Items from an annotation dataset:
--- begin ---
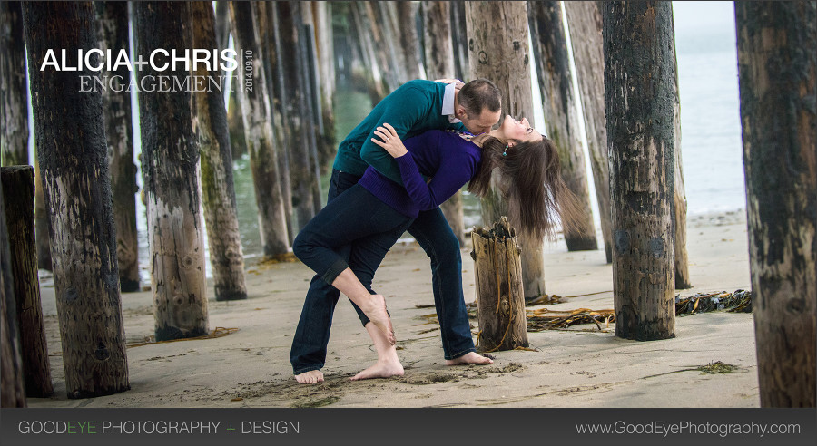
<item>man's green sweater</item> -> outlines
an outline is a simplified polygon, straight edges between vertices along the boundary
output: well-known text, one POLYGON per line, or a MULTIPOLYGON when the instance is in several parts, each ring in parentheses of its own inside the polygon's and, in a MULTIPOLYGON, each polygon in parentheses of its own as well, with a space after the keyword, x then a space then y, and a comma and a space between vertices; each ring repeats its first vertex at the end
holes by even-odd
POLYGON ((446 84, 433 81, 409 81, 386 96, 338 147, 333 168, 362 176, 369 165, 398 184, 403 184, 397 162, 371 141, 375 129, 388 122, 405 141, 428 130, 465 131, 442 114, 446 84))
--- end ---
Task description:
Reproduce the items above, from their start through the line containing "an outline is", leaving out the pictures.

Finished task:
<item>man's green sweater</item> -> outlines
an outline is a simplified polygon, straight edges between vertices along the boundary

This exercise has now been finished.